┌─ Source data

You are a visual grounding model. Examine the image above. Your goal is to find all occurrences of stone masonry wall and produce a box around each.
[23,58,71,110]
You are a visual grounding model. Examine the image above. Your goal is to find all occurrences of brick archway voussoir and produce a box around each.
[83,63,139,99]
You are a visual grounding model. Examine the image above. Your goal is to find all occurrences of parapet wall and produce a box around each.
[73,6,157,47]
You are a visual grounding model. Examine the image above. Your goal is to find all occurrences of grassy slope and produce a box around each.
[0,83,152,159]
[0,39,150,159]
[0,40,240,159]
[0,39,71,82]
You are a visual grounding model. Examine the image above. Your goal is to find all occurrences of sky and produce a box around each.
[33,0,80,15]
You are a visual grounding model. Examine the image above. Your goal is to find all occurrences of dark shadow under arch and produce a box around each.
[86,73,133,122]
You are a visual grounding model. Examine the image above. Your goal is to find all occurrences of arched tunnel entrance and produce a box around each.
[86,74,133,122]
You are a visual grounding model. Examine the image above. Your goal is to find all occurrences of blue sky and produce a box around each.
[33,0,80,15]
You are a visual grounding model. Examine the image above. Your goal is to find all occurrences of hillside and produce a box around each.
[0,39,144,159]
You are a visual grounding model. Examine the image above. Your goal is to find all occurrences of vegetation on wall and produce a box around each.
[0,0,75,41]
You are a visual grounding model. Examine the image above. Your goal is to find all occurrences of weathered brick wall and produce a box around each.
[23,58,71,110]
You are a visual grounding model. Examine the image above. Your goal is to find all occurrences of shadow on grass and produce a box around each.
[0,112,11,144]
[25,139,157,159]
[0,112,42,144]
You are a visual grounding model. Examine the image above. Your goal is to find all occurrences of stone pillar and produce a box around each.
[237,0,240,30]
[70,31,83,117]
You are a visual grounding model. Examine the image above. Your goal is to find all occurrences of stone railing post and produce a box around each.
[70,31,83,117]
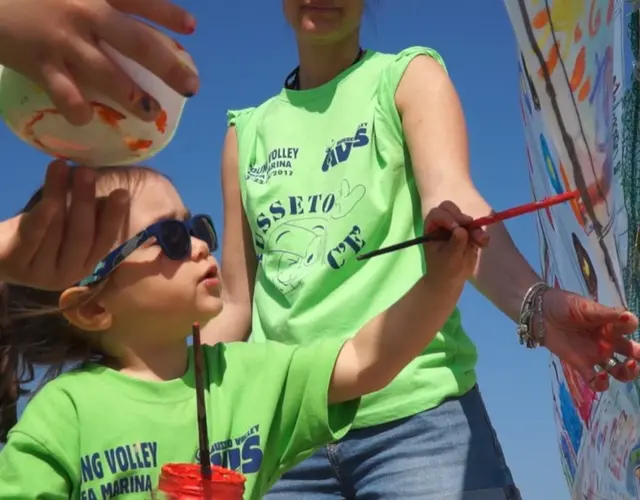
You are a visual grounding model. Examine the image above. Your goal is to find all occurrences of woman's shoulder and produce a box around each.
[375,45,445,73]
[227,94,279,128]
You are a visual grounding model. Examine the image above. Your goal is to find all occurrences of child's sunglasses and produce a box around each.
[79,215,218,286]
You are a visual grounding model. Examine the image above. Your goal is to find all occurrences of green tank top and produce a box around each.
[228,47,477,427]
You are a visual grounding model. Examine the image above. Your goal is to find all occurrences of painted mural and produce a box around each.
[505,0,640,500]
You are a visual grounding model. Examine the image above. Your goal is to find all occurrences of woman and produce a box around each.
[0,0,640,499]
[207,0,638,500]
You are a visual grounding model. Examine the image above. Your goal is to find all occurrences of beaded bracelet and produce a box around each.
[516,282,549,349]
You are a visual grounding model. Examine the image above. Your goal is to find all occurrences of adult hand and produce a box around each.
[0,0,199,125]
[424,201,489,290]
[534,288,640,392]
[0,161,129,290]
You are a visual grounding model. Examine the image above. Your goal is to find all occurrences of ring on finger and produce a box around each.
[601,358,618,372]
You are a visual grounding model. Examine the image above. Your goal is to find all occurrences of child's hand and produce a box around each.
[424,201,489,288]
[0,161,129,290]
[0,0,198,125]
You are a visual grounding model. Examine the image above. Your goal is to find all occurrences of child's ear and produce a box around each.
[58,286,113,332]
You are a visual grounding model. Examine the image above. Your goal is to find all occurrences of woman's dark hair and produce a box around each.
[0,167,164,443]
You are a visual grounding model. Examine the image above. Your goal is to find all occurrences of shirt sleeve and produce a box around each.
[0,432,71,500]
[274,340,360,475]
[376,47,447,143]
[0,381,79,500]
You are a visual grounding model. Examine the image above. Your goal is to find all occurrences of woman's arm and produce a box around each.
[329,201,488,403]
[202,127,257,345]
[396,56,541,321]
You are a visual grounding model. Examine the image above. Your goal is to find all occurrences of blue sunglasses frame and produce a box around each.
[78,214,218,286]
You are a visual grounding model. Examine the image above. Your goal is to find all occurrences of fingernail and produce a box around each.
[182,75,200,98]
[140,92,160,114]
[184,14,196,35]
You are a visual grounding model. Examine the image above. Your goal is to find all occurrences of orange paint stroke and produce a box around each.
[578,78,591,102]
[560,163,585,227]
[156,109,167,134]
[531,8,549,30]
[573,24,582,43]
[124,137,153,152]
[90,101,127,129]
[538,43,560,78]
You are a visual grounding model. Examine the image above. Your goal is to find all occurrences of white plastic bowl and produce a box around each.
[0,35,195,167]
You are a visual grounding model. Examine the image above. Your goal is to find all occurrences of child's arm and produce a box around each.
[329,202,488,403]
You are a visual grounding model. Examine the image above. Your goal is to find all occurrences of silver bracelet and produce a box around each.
[516,282,549,349]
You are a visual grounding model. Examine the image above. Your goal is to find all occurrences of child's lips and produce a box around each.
[200,265,220,288]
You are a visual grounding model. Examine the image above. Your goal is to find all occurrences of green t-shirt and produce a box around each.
[0,340,358,500]
[228,47,477,427]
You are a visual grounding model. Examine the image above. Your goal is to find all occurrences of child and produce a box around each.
[0,167,477,500]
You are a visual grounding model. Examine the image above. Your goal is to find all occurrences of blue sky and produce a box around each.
[0,0,569,500]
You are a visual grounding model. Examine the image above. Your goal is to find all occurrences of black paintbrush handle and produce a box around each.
[356,228,451,260]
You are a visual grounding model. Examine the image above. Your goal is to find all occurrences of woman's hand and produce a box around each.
[424,201,489,289]
[0,162,129,290]
[533,288,640,391]
[0,0,199,125]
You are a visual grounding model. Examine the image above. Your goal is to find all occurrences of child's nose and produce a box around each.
[191,237,211,260]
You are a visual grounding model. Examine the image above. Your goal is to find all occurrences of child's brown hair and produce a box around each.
[0,167,164,443]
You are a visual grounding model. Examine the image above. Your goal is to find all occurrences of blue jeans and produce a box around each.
[264,387,522,500]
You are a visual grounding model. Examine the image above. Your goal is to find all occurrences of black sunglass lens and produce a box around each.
[158,220,191,260]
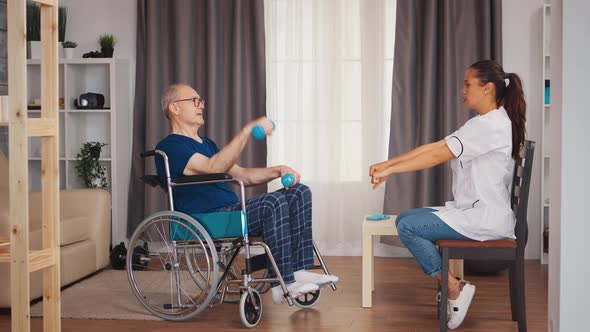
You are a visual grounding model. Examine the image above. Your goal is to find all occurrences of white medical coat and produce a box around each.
[435,107,515,241]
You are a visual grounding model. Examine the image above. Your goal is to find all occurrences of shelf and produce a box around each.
[29,157,111,161]
[66,108,111,114]
[27,58,124,65]
[27,109,66,113]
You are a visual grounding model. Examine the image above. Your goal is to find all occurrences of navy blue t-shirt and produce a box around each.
[156,134,239,214]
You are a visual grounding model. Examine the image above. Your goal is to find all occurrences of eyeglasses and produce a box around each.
[173,97,205,107]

└─

Exercise prompt:
Express every line of the records above as a Markdown table with the columns Row and Line, numbering the rows in order and omitting blank lines. Leave the pictures out of the table.

Exercise response:
| Row | Line |
|---|---|
| 1 | You are a visual grounding model. Examine the image above. Your goal is to find all occurrences of stone masonry wall and produce a box around each. |
| 2 | [23,58,71,110] |
| 3 | You are a visual grounding model. Examine the image above. Your goal is to find all occurrences of brick archway voussoir and produce a box around each. |
| 4 | [83,63,139,99] |
| 5 | You are a visual grounding model. Examine the image above. Your goal is to find all occurrences of parapet wall and produce a box around each. |
| 6 | [73,6,157,47] |
| 7 | You are a visual grounding model. Examine the image above. Your goal is to find all occurrences of grassy slope and produce a box around each. |
| 8 | [0,83,152,159] |
| 9 | [0,39,150,159] |
| 10 | [0,40,240,159] |
| 11 | [0,39,71,82] |
| 12 | You are a visual grounding model. Examine the image above. Your goal is to find all occurrences of sky and produce a box around each. |
| 13 | [33,0,80,15] |
| 14 | You are a visual grounding model. Examine the image above. Your goal is to find all occurrences of dark shadow under arch and produce a box around each. |
| 15 | [86,73,133,122] |
| 16 | You are a visual grounding model. Examine the image above. Your goal is to find all occurrences of arched tunnel entrance and produce a box around each. |
| 17 | [86,74,133,122] |
| 18 | You are a visual grounding model. Examine the image above. Your goal is to find all occurrences of blue sky and produce a box around each. |
| 19 | [33,0,80,15] |
| 20 | You are a visual grounding model. Examine the image above. Your goal is to find all occurrences of hillside and produce a box around each. |
| 21 | [0,39,144,159] |
| 22 | You are a visual grounding model. Examine the image above. Your goal is to find all occurrences of vegetation on wall and produce a box around each. |
| 23 | [0,0,75,41] |
| 24 | You are a visual grounding model. Examine the image above. Your goal is to find all occurrences of weathered brick wall and produce a box around each. |
| 25 | [23,58,71,110] |
| 26 | You are a visual grounding model. Examine the image above. Your goal is to find all occurrences of shadow on grass and produce a box around each. |
| 27 | [0,112,11,144] |
| 28 | [25,139,157,159] |
| 29 | [0,112,42,144] |
| 30 | You are a visual grounding model. Examine the image above. Your goal is to find all occurrences of stone pillar and produce a box around each. |
| 31 | [237,0,240,30] |
| 32 | [70,31,83,117] |
| 33 | You are a visual grounding model. Examine the image above. Your goal is to find all occurrences of stone railing post and produce a box around each. |
| 34 | [70,31,83,117] |
| 35 | You are a visual grounding model. Examine the image above. Your goal is to find all occurrences of woman's shoulder and produce a box around each. |
| 36 | [375,45,445,73] |
| 37 | [227,94,279,128] |
| 38 | You are a visual grounding model. Examine the image above. Your goal is to find all occurrences of child's sunglasses and produce a box around each. |
| 39 | [79,215,218,286] |
| 40 | You are a visual grounding model. Examine the image above. Your goal is to find all occurrences of green tank top and produce a box around each. |
| 41 | [228,47,477,427] |
| 42 | You are a visual grounding model. Examine the image above. Your goal is to find all occurrences of painted mural and produce a box around each. |
| 43 | [505,0,640,500] |
| 44 | You are a visual grounding model. Examine the image above. Your goal is to find all occurrences of woman and produce a box around each. |
| 45 | [0,0,640,499] |
| 46 | [207,0,638,500] |
| 47 | You are a visual grounding model. Examine the image above. Your goal is to find all occurrences of beaded bracelet and produce a box around each. |
| 48 | [516,282,549,349] |
| 49 | You are a visual grounding model. Examine the image above. Your goal is to find all occurrences of adult hand and produce a box around each. |
| 50 | [0,0,199,125] |
| 51 | [424,201,489,290] |
| 52 | [534,288,640,392] |
| 53 | [0,161,129,290] |
| 54 | You are a visual grounding model. Examine the image above. Your goal is to find all occurrences of ring on finger and produce a box around each. |
| 55 | [601,358,618,372] |
| 56 | You are a visual grounding model. Examine the image above. Your goal is to find all occurrences of child's hand and produce a box around each. |
| 57 | [424,201,489,288] |
| 58 | [0,161,129,290] |
| 59 | [0,0,198,125] |
| 60 | You are a visual grounding model. Examine the image above. Your goal is to find all occurrences of child's ear and produce a box around each. |
| 61 | [58,286,113,332] |
| 62 | You are a visual grounding model. Examine the image above. Your goal is to find all occurrences of woman's dark hair and produce a box around each. |
| 63 | [0,167,164,443] |
| 64 | You are a visual grounding model. Examine the image above. Your goal is to find all occurrences of shirt sleeve and produce a box around each. |
| 65 | [0,432,71,500] |
| 66 | [274,340,360,475] |
| 67 | [376,47,447,143] |
| 68 | [0,381,79,500] |
| 69 | You are a visual grounding model. Examine the image above. Your goal is to find all occurrences of woman's arm and produce a box around each. |
| 70 | [329,201,488,403] |
| 71 | [202,127,257,345] |
| 72 | [396,56,541,321] |
| 73 | You are a visual grounding model. Examine the image above. Your goal is to find all occurrences of blue sunglasses frame and produce a box around each. |
| 74 | [78,214,218,286] |
| 75 | You are a visual grounding model. Examine the image above. Your goal is to find all occurrences of fingernail and produce a box around each. |
| 76 | [182,75,200,98] |
| 77 | [140,92,160,114] |
| 78 | [184,14,196,35] |
| 79 | You are a visual grounding model. Examine the image above. Your goal is to find all occurrences of orange paint stroke and produce a box around each. |
| 80 | [578,78,591,102] |
| 81 | [560,163,585,227] |
| 82 | [156,109,167,134] |
| 83 | [531,8,549,30] |
| 84 | [573,24,582,43] |
| 85 | [124,137,153,152] |
| 86 | [90,101,127,129] |
| 87 | [538,43,560,78] |
| 88 | You are a visual grounding model. Examine the image above. Your goal is to find all occurrences of white plastic bowl and produce a box around each. |
| 89 | [0,35,195,167] |
| 90 | You are a visual grounding model. Examine the image above. Your goal is to find all occurrences of child's arm and produce a box around each. |
| 91 | [329,202,488,403] |
| 92 | You are a visual grounding model. Examine the image above. Your goal is to find all occurrences of silver bracelet and produce a box around each. |
| 93 | [516,282,549,349] |
| 94 | You are a visual grounding model. Examine the image above. Your goal is to find all occurrences of child's lips and produce a box around each. |
| 95 | [200,265,220,288] |
| 96 | You are a visual grounding model. Examine the image above. Your goal is to find all occurrences of green t-shirt and produce a box around each. |
| 97 | [0,340,358,500] |
| 98 | [228,47,477,427] |
| 99 | You are a visual grounding model. Examine the image above. Your goal is to find all occurrences of child and produce a box around each. |
| 100 | [0,167,477,500] |
| 101 | You are a visual grounding model. Examine the image above. Your goal is to find all occurrences of blue sky and produce a box around each. |
| 102 | [0,0,569,500] |
| 103 | You are a visual grounding model. Examine the image above. Your goal is to find all occurrences of black paintbrush handle and produce a box around each. |
| 104 | [356,228,451,260] |
| 105 | You are a visual grounding model. Examine the image above. Your goal is to find all occurrences of woman's hand and produce a box around each. |
| 106 | [424,201,489,289] |
| 107 | [0,162,129,290] |
| 108 | [533,288,640,391] |
| 109 | [0,0,199,125] |
| 110 | You are a visual grounding model. Examine the image above. Your goal is to find all occurrences of child's nose and produce a box around each. |
| 111 | [191,237,211,260] |
| 112 | You are a visual grounding model. Examine the image above. Your goal is to find all occurrences of child's brown hair and produce a box around each. |
| 113 | [0,167,164,443] |
| 114 | You are a visual grounding model. Examine the image above. Your goal is to find all occurrences of blue jeans and produce a box around each. |
| 115 | [264,387,522,500] |
| 116 | You are a visual grounding model. Examine the image above. Your goal is to find all occurrences of black sunglass lens and produce a box around each. |
| 117 | [158,220,191,260] |
| 118 | You are a visual grounding model. Examine the image above. Your goal is to find all occurrences of white medical coat and produce a box around each. |
| 119 | [435,107,515,241] |
| 120 | You are a visual grounding model. Examine the image above. Your goal is to find all occurrences of shelf and produce a box around each. |
| 121 | [29,157,111,161] |
| 122 | [66,108,111,114] |
| 123 | [27,58,124,65] |
| 124 | [27,109,66,113] |
| 125 | You are a visual grounding model. Examine the image above. Your goal is to find all occurrences of navy blue t-shirt and produce a box around each. |
| 126 | [156,134,239,214] |
| 127 | You are a visual grounding model. Examine the image above. Your goal is to find all occurrences of eyeglasses and produce a box around each. |
| 128 | [173,97,205,107] |